→ **ASSIGNED TASK**:
Continue the Hari Dhillon interview from the point where it stops, before moving on to the records.

→ **EXCERPTED PASSAGE**:
###

Hari Dhillon moved to London from LA to play smooth-talking consultant Michael Spence in Holby City. It was a stroke of luck that changed his life.
How did you get the role in Holby City?
I ran into a casting director walking in the street in London and she mentioned I might be right for something in Holby City. However, I was living back in America and about to fly home. I sent a tape over from the States and the next day I got a call asking if I was interested. It was crazy, me and my wife Lara were about to have a child and the writers’ strike was going on in America so she said, 'If we’re not working in this city we’ve got to get out'. So, out of nowhere, this beautiful stroke of luck kind of picked me up. I was like, 'Yes please, thank you'.
Your daughter Arya is three-and-a-half, do you consider London home now?
Lara, my partner, also asked me that. I’m happy here, although I’m sure at some point my time here will finish and I’ll have to go back to LA to work. I feel very comfortable in California, and also in India where I lived for a year when I was younger.
Is your daughter showing any signs of following in your acting footsteps?
I hope not! I’ve all of a sudden become like my dad, the Indian parent – dancing is for playtime, not for a lifetime! But she’s certainly loud enough and she’s got a sense of humour.
What’s been your personal experience of doctors and hospitals?

###

→ **DATASET ENTRIES**:
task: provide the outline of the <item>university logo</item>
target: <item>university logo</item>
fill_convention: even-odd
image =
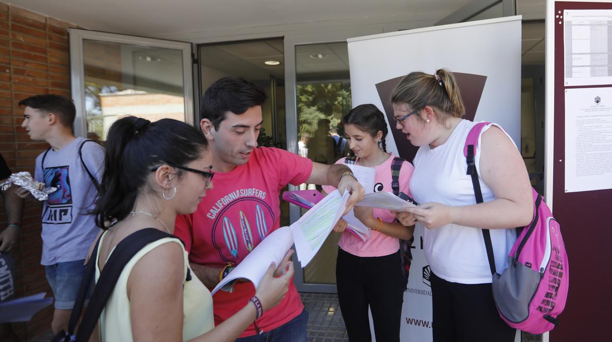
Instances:
[[[430,277],[431,277],[431,269],[429,268],[429,265],[423,267],[423,283],[429,287],[431,287],[431,283],[430,281]]]

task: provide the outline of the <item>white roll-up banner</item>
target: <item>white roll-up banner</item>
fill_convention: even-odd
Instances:
[[[373,103],[392,122],[390,97],[410,72],[453,72],[465,118],[501,125],[520,146],[521,16],[490,19],[348,40],[353,105]],[[389,125],[387,151],[412,162],[417,147]],[[408,288],[402,310],[402,341],[431,341],[430,269],[417,225]],[[466,248],[468,248],[466,247]],[[371,326],[372,338],[374,329]]]

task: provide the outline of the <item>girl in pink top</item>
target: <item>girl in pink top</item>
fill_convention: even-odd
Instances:
[[[357,157],[355,164],[375,168],[374,189],[392,192],[391,165],[395,156],[386,152],[388,130],[382,113],[374,105],[361,105],[342,118],[349,147]],[[345,163],[341,158],[336,164]],[[400,191],[410,195],[409,184],[414,168],[403,160],[400,171]],[[323,186],[324,191],[335,190]],[[403,280],[399,239],[408,240],[414,226],[397,221],[394,213],[384,209],[355,207],[355,217],[372,231],[362,241],[345,231],[340,219],[334,230],[342,234],[336,263],[336,282],[342,316],[350,341],[370,341],[368,307],[371,310],[377,341],[399,341]]]

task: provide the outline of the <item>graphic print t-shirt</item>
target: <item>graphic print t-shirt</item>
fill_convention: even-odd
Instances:
[[[312,162],[286,151],[255,149],[248,162],[228,173],[215,173],[214,188],[195,213],[179,215],[174,234],[185,242],[189,261],[222,267],[237,264],[268,234],[280,226],[280,190],[288,184],[306,181]],[[231,293],[217,291],[214,299],[215,325],[244,307],[255,294],[250,283],[236,283]],[[289,322],[304,308],[293,281],[280,303],[257,320],[263,331]],[[242,336],[255,335],[252,324]]]
[[[391,182],[393,176],[391,172],[391,165],[395,156],[392,153],[390,157],[384,163],[376,166],[376,173],[374,176],[374,192],[387,191],[393,193]],[[336,164],[343,164],[346,158],[341,158]],[[398,181],[400,182],[400,191],[412,196],[410,193],[410,179],[412,176],[414,168],[410,163],[405,161],[401,164],[400,169],[400,176]],[[330,185],[323,185],[323,190],[329,193],[336,190]],[[375,208],[372,210],[374,217],[380,217],[385,222],[393,222],[395,215],[389,210]],[[372,231],[369,240],[364,242],[348,230],[344,231],[340,236],[338,245],[342,250],[357,256],[384,256],[393,254],[400,249],[400,242],[397,238],[392,237],[381,232]]]
[[[42,210],[43,265],[84,259],[98,229],[93,209],[97,191],[83,168],[78,148],[85,139],[78,137],[62,149],[50,150],[36,158],[34,179],[58,190],[49,195]],[[88,169],[99,182],[104,165],[104,148],[91,141],[81,150]]]

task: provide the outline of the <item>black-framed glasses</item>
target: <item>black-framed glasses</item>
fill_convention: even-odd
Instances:
[[[410,116],[411,115],[412,115],[414,114],[416,114],[416,113],[419,113],[419,110],[414,110],[412,111],[409,113],[408,114],[406,114],[406,115],[402,116],[401,117],[400,117],[399,119],[398,119],[397,117],[394,117],[393,118],[393,121],[395,121],[396,124],[397,124],[398,125],[400,125],[400,126],[401,126],[403,127],[404,127],[404,123],[403,123],[404,120],[406,120],[406,119],[408,119],[408,117]]]
[[[192,169],[192,168],[186,168],[185,166],[179,166],[178,165],[169,165],[168,166],[172,166],[173,168],[176,168],[177,169],[181,169],[182,170],[185,170],[186,171],[192,172],[193,173],[197,173],[198,174],[201,175],[202,177],[204,177],[206,179],[206,185],[208,185],[209,184],[211,184],[211,180],[212,180],[212,177],[214,176],[215,176],[215,173],[213,173],[213,172],[206,172],[206,171],[201,171],[201,170],[196,170],[195,169]],[[157,169],[159,169],[159,166],[157,166],[157,168],[154,168],[151,169],[151,172],[155,172],[155,171],[157,171]]]

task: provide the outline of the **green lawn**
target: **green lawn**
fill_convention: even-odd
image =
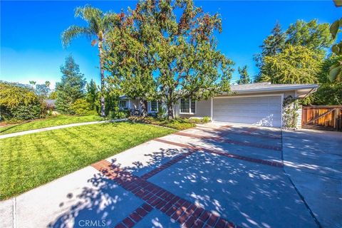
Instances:
[[[0,140],[0,200],[175,131],[125,122],[68,128]]]
[[[39,119],[30,122],[15,124],[10,126],[0,128],[0,135],[5,135],[20,131],[63,125],[75,123],[84,123],[97,120],[103,120],[103,118],[98,115],[56,115],[51,116],[46,119]]]

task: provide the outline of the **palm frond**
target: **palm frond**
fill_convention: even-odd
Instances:
[[[91,30],[90,30],[88,28],[81,27],[75,25],[71,26],[61,34],[63,46],[64,48],[67,47],[73,38],[81,35],[86,35],[89,38],[91,38],[93,33]]]
[[[103,17],[103,12],[90,5],[86,5],[83,7],[77,7],[75,10],[75,16],[80,17],[89,24],[95,33],[103,30],[101,19]]]

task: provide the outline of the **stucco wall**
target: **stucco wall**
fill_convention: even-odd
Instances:
[[[210,99],[198,100],[196,102],[196,112],[195,114],[180,114],[180,103],[174,106],[175,115],[181,118],[202,118],[204,116],[210,117]]]

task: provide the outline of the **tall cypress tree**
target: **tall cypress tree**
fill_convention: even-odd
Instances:
[[[70,107],[75,100],[84,97],[86,79],[71,55],[66,58],[64,65],[61,66],[61,81],[56,85],[56,105],[61,113],[73,114]]]
[[[251,79],[249,78],[249,76],[248,75],[247,72],[247,66],[244,66],[242,68],[239,67],[237,68],[237,71],[240,75],[240,79],[237,82],[239,85],[248,84],[251,83]]]
[[[273,56],[281,51],[285,46],[286,34],[281,30],[281,26],[279,22],[276,24],[271,34],[264,40],[260,48],[261,53],[254,56],[254,61],[256,62],[256,66],[260,69],[256,81],[260,81],[261,76],[267,74],[263,69],[264,58],[266,56]]]

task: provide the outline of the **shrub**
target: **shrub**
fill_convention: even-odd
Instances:
[[[77,99],[71,105],[70,110],[77,115],[87,115],[90,111],[90,104],[84,98]]]
[[[46,110],[31,88],[0,81],[1,119],[31,120],[45,115]]]
[[[158,118],[160,120],[165,119],[165,114],[166,114],[166,111],[162,108],[162,105],[159,105],[158,106],[158,112],[157,113],[157,118]]]
[[[202,120],[204,123],[209,123],[211,121],[210,118],[209,116],[204,116]]]
[[[128,117],[128,115],[127,111],[109,111],[107,118],[110,120],[124,119]]]

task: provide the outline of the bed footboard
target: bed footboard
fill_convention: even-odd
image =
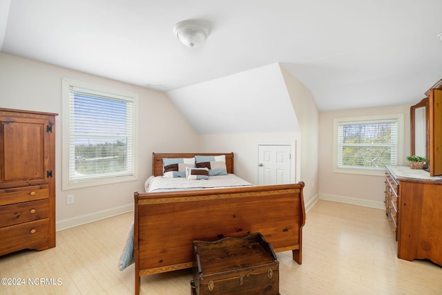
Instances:
[[[135,193],[135,294],[140,276],[193,266],[193,241],[260,232],[276,252],[302,263],[303,182]]]

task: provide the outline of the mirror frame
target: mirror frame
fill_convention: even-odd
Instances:
[[[415,155],[415,116],[414,116],[414,111],[416,108],[420,108],[425,107],[425,155],[424,155],[425,158],[430,158],[430,112],[429,112],[429,102],[428,97],[425,97],[421,100],[419,103],[414,104],[414,106],[410,106],[410,153],[411,155]],[[431,159],[430,159],[431,160]],[[425,163],[424,165],[424,168],[428,167],[428,162]]]

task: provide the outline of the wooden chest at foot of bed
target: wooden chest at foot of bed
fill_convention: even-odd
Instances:
[[[193,294],[279,294],[279,262],[262,236],[194,241]]]

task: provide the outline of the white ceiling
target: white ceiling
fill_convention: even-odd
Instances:
[[[321,111],[411,104],[442,77],[441,12],[441,0],[0,0],[0,48],[164,92],[278,62]],[[173,35],[185,19],[211,23],[202,46]]]

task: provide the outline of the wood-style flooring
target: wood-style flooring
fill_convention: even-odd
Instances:
[[[130,213],[59,231],[55,248],[0,257],[2,283],[25,283],[0,285],[0,294],[133,294],[134,265],[117,267],[133,218]],[[442,294],[441,267],[396,255],[384,211],[320,200],[307,213],[302,265],[291,251],[277,254],[280,292]],[[191,279],[191,269],[146,276],[141,294],[189,295]]]

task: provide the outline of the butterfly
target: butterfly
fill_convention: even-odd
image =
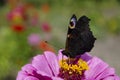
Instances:
[[[65,50],[62,51],[63,55],[75,58],[91,51],[96,38],[89,28],[89,21],[90,19],[86,16],[77,20],[77,17],[73,14],[68,26]]]

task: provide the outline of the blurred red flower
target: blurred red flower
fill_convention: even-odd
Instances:
[[[11,28],[14,32],[23,32],[25,30],[25,27],[20,24],[13,25]]]

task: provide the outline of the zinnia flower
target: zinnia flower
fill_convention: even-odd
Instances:
[[[17,80],[120,80],[114,68],[88,53],[70,59],[50,51],[37,55],[22,67]]]

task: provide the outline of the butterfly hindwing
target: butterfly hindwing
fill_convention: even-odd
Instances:
[[[96,38],[89,28],[90,19],[82,16],[77,21],[75,15],[70,19],[66,39],[66,47],[62,53],[68,57],[74,58],[85,52],[90,52],[94,46]]]

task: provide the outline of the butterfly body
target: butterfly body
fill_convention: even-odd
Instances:
[[[90,52],[94,46],[96,38],[89,28],[89,21],[86,16],[82,16],[78,21],[75,15],[70,20],[68,27],[65,50],[62,53],[70,58]]]

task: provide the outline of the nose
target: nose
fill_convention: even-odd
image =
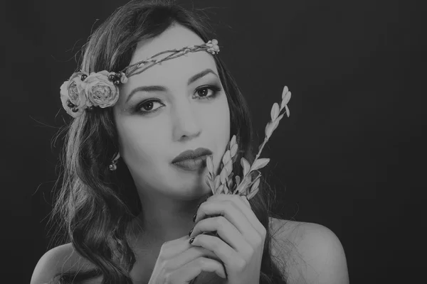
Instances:
[[[191,139],[200,135],[200,118],[196,108],[196,106],[186,100],[176,104],[175,114],[172,117],[174,141]]]

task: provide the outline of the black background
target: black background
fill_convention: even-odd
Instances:
[[[46,217],[63,142],[53,137],[71,119],[59,87],[91,30],[125,2],[3,4],[1,274],[13,276],[8,283],[29,283],[48,247]],[[260,139],[283,87],[292,93],[290,117],[263,152],[271,158],[266,175],[278,209],[332,229],[352,283],[421,280],[421,9],[394,0],[179,2],[210,7],[219,56],[248,99]]]

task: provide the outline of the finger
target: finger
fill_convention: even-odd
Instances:
[[[238,195],[214,195],[208,198],[207,201],[204,203],[207,203],[213,201],[231,201],[241,211],[243,215],[248,219],[248,221],[252,224],[253,227],[258,231],[260,236],[265,236],[265,228],[263,224],[259,222],[256,215],[251,208],[251,204],[249,201],[244,196],[240,196]],[[203,204],[203,203],[202,203]],[[200,206],[201,207],[201,205]],[[214,210],[213,208],[210,207],[211,210]],[[196,214],[199,214],[199,211]],[[211,214],[212,213],[209,213],[208,214]],[[195,222],[197,222],[198,220],[201,219],[204,219],[206,216],[204,214],[203,217],[199,217],[197,216],[196,217]],[[228,218],[227,218],[228,219]],[[231,220],[230,220],[231,221]],[[234,224],[233,222],[232,222]]]
[[[226,271],[238,270],[246,265],[245,260],[230,246],[221,239],[213,236],[200,234],[195,237],[191,245],[202,246],[212,251],[224,263]],[[243,256],[251,255],[253,249],[249,246],[248,251],[243,252]]]
[[[167,281],[168,279],[165,280],[167,280],[167,283],[189,283],[202,271],[215,272],[221,278],[227,278],[222,263],[214,259],[201,257],[171,272],[168,275],[169,281]]]
[[[244,205],[246,206],[246,205]],[[221,217],[223,217],[226,220],[231,223],[231,226],[227,226],[226,222],[222,222],[221,220],[217,222],[221,222],[222,223],[209,223],[210,219],[213,219],[216,217],[212,218],[206,218],[198,222],[193,229],[193,232],[190,235],[190,236],[196,236],[198,234],[202,231],[209,231],[208,230],[205,230],[202,229],[199,223],[204,221],[204,226],[208,226],[211,227],[209,225],[214,224],[216,224],[218,226],[218,229],[214,229],[214,230],[218,231],[219,234],[219,229],[221,226],[226,226],[223,229],[223,235],[221,237],[227,238],[227,236],[224,236],[224,234],[226,233],[227,230],[233,230],[231,226],[234,226],[237,229],[238,232],[238,235],[240,235],[240,237],[243,236],[244,239],[246,239],[250,244],[253,246],[257,245],[260,241],[262,239],[261,234],[255,229],[255,226],[249,222],[248,218],[243,214],[243,212],[237,207],[236,204],[231,200],[215,200],[215,201],[209,201],[204,203],[202,203],[200,207],[197,211],[197,214],[199,215],[212,215],[214,214],[219,214]],[[199,217],[199,216],[198,216]],[[197,217],[196,220],[197,221]],[[257,222],[259,223],[258,219],[256,219]],[[262,225],[261,225],[262,226]],[[232,240],[229,239],[230,241]],[[227,241],[228,243],[228,241]],[[230,243],[228,243],[230,244]]]
[[[246,241],[246,237],[242,236],[237,228],[222,216],[200,221],[194,226],[190,237],[197,237],[201,232],[214,231],[216,231],[221,239],[238,252],[245,252],[250,248],[248,246],[251,245],[248,243],[249,241]]]

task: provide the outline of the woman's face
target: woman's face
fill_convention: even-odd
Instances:
[[[174,26],[139,43],[130,64],[167,50],[203,43],[190,30]],[[225,153],[230,140],[230,115],[213,56],[204,50],[189,53],[131,76],[121,87],[113,107],[120,151],[138,190],[154,190],[181,200],[211,190],[204,180],[207,168],[185,171],[172,161],[184,151],[203,147],[213,152],[217,168]],[[211,72],[188,84],[193,76],[207,70]],[[164,89],[138,91],[130,96],[135,88],[154,85]]]

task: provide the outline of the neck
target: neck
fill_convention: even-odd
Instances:
[[[177,199],[159,192],[139,192],[142,212],[131,222],[132,235],[145,244],[159,244],[188,235],[194,226],[197,205],[209,194],[192,200]]]

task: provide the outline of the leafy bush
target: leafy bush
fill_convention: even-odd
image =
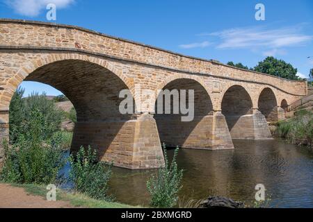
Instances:
[[[178,147],[176,148],[172,163],[170,164],[163,144],[165,166],[159,169],[147,182],[147,188],[151,196],[150,205],[153,207],[172,207],[178,200],[178,191],[182,188],[183,171],[179,170],[176,162]]]
[[[72,145],[73,133],[67,131],[58,131],[54,134],[52,138],[53,139],[58,141],[62,149],[69,150],[71,148]]]
[[[77,191],[95,199],[112,200],[112,196],[107,194],[112,175],[111,165],[97,162],[95,150],[88,146],[86,151],[81,147],[76,158],[71,155],[70,162],[72,166],[70,178]]]
[[[54,182],[65,163],[60,139],[45,139],[42,131],[45,117],[40,111],[32,110],[30,117],[28,131],[19,135],[12,147],[8,142],[3,144],[4,165],[0,178],[13,183]]]
[[[293,119],[278,122],[275,135],[293,144],[312,146],[313,114],[306,110],[297,112]]]
[[[68,113],[68,119],[72,121],[73,123],[76,123],[77,121],[77,117],[76,114],[76,110],[74,108],[72,108],[70,112]]]
[[[14,143],[20,135],[25,135],[29,131],[29,122],[34,110],[42,114],[41,123],[37,126],[38,133],[43,139],[49,139],[54,133],[60,130],[64,112],[56,108],[51,100],[43,94],[33,93],[29,97],[22,98],[24,89],[19,87],[10,104],[10,142]]]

###

→ **EXPECTED ANSWER**:
I’ve been lucky so far, touch wood. My father’s had two or three major operations and a stroke so I’ve experienced it on an American level, but it’s a very different system to here. When my daughter was born I’d take her to the GP. He would write a prescription for me to take to the pharmacy and I couldn’t believe you didn’t have to pay! We had private insurance when we first arrived, but then I realised it was ridiculous and there was no point. People have their problems with the NHS, but I’ve nothing but good things to say about my experience.
Did you have a career in America before becoming an actor?
Yeah, for a while after I left university I worked as an Aids educator in prisons and juvenile detention centres in California and Hawaii. The California penal system’s not the world’s kindest place and Hawaii has lots of juvenile detention centres. After a year I definitely burnt out and I knew I couldn’t do it any more. I was too young.
What’s your view of Michael Spence?
He has a self-destructive perverse streak in him and his world is limited in a way. He knows his work and his family, and if you took one of those things away, you would cut out half of his personality. There’s not much outside of that. He’s very muscular in his medical intellect but his emotional depth, or range, has almost withered. He’s learning life's lessons late and in a hard way.